- To be done
**a.** Rewrite the paragraph beginning "Firstly, I should give a bit of background" from the post about OFSTED inspections as a short bulleted list that keeps its main facts.
**b.** Reproduce the passage of the post about OFSTED inspections starting at "A couple of" and ending at "to make myself known.".

- Excerpted text

━━━━━━━━━━━━━━━━

A couple of weeks ago I went for lunch just as Robert Coe was talking at the ResearchED conference. This was a bit of a shame, because:
- It was a very interesting talk;
- At one point he asked if I was in the audience and would make myself known.
- Lunch was really nice;
- I was really hungry;
- I would not have known what do if I’d heard him calling for me to make myself known.
You can find the talk, along with lots of other goodies, on the ResearchED youtube channel.
One of the things he claimed was that lesson observations were an unproven method of improving teaching, which led to the following comments during questions:
This was widely reported and dismissed by HMCI Sir Michael Wilshaw who claimed:
“I don’t know of any headteacher who doesn’t believe that classroom observation isn’t anything other than a help. The fact that we are an inspectorate and we do make judgements has made a huge amount of difference.”
This has led me to reflect further on what is wrong with OFSTED and what needs to be done about them.
Firstly, I should give a bit of background. About 10 years ago I went through a week long OFSTED and was satisfied to have my lessons based on whole-class teaching graded as “good” while others in my department who were using the latest trendiest methods (i.e. those popularised in Britain in the 1960s) were merely “satisfactory”. However, as the years went by, it became apparent that OFSTED was turning to the dark side, rarely did any trendy nonsense come through without us being told it was OFSTED approved. I was fortunate enough to escape the OFSTED gaze for many years, at one point going through an entire inspection without being observed but during that time there was a remarkable amount of hassle from managers who wanted group work and mini-whiteboards with minimal teacher talk or actual work because anything else would fail OFSTED. Unfortunately, the child-centred inquisition did catch up with me, and having believed Michael Wilshaw’s speech about what OFSTED want I was observed by an inspector while I was making kids from an often lively bottom set do challenging work in their books largely in silence (not because I had told them to be silent but because they were focussed on the work).

━━━━━━━━━━━━━━━━

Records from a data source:

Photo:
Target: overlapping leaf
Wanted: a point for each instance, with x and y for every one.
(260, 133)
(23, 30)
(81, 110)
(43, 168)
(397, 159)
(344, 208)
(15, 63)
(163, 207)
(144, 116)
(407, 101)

━━━━━━━━━━━━━━━━

- Responses
**a.**
- About ten years ago, in a week-long OFSTED inspection, the author's whole-class teaching was graded "good." Colleagues using the trendiest methods, popularized in Britain in the 1960s, were rated only "satisfactory."
- Over the following years OFSTED seemed to turn to the dark side. Trendy ideas rarely came through without staff being told they were OFSTED approved.
- The author avoided observation for many years and once went through an entire inspection without being observed.
- During that time, managers pushed for group work and mini-whiteboards, with minimal teacher talk or actual work. They claimed anything else would fail OFSTED.
- Eventually, having believed Michael Wilshaw's speech about what OFSTED wanted, the author was observed by an inspector. At the time, an often lively bottom set was doing challenging work in their books, largely in silence, because the students were focused on the work.

**b.**
A couple of weeks ago I went for lunch just as Robert Coe was talking at the ResearchED conference. This was a bit of a shame, because:
- It was a very interesting talk;
- At one point he asked if I was in the audience and would make myself known.
- Lunch was really nice;
- I was really hungry;
- I would not have known what do if I’d heard him calling for me to make myself known.